**Problem:** According to the abstract on molybdoenzymes and tungstoenzymes, which factor is the most important for justifying tungsten vs. molybdenum selectivity in different enzymes?

**Exercise text:**
⟨

Exploring the nature’s discriminating factors behind the selection of molybdoenzymes and tungstoenzymes depending on the biological environment

Pterin based molybdenum cofactor found in the molybdenum dependent enzymes catalyzes the oxo-transferase and hydroxylase activity. For tungsten, the pterin based tungsten cofactor is known for the similar biological low potential redox activities in anaerobic conditions in thermophilic microorganisms. Nature's selection of tungsten and molybdenum for the different working conditions is rationalized in terms of their relative bioavailabilities, thermodynamic stabilities of their compounds, kinetic inertness and the difference in relativistic effect experienced by these two congeners. The relativistic effect is the most important factor to justify the tungsten vs. molybdenum selectivity in different enzymes. The non-innocent dithiolene based pterin ligand tunes the biological redox activity of the enzymes by stabilising +4, +5 and +6 oxidation states of molybdenum and tungsten. In fact, it acts as a ‘redox buffer’ in their catalytic mechanism. Mechanistic aspects of the enzymatic activity are more investigated for the Mo-dependent enzymes compared to those of W-dependent enzymes. Strong controversies regarding the mechanisms of activity of the enzymes like Mo/W-FDH (formate dehydrogenase), Mo-Cu-CODH (carbon monoxide dehydrogenase), W-AOR (aldehyde oxidoreductase), W-AH (acetylene hydratase), W-BCRs (benzoyl-CoA-reductases), etc., indicate that this field is still an active area of research.

⟩

**Extracted entries:**
⟨

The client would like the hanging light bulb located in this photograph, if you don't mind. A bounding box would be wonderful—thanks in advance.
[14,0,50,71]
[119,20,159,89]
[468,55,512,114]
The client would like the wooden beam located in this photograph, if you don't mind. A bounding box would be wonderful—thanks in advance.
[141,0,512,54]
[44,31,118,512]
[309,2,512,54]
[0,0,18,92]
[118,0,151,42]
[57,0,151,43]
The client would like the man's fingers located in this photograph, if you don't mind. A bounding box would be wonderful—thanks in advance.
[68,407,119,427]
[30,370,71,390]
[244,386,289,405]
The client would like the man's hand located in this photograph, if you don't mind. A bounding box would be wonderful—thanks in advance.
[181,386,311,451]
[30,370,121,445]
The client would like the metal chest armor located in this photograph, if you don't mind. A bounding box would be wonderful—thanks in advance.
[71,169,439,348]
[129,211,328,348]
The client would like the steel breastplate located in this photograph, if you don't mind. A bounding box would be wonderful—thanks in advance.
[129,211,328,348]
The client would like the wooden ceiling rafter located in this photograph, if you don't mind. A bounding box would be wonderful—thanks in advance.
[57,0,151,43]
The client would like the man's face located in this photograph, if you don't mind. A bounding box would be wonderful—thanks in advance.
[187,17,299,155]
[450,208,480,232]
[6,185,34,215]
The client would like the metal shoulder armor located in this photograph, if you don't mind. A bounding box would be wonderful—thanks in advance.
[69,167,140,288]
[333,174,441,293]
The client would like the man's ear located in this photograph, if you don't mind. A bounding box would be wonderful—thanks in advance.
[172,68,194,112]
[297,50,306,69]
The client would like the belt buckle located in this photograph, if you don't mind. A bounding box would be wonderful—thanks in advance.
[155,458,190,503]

⟩

**Result:** The relativistic effect.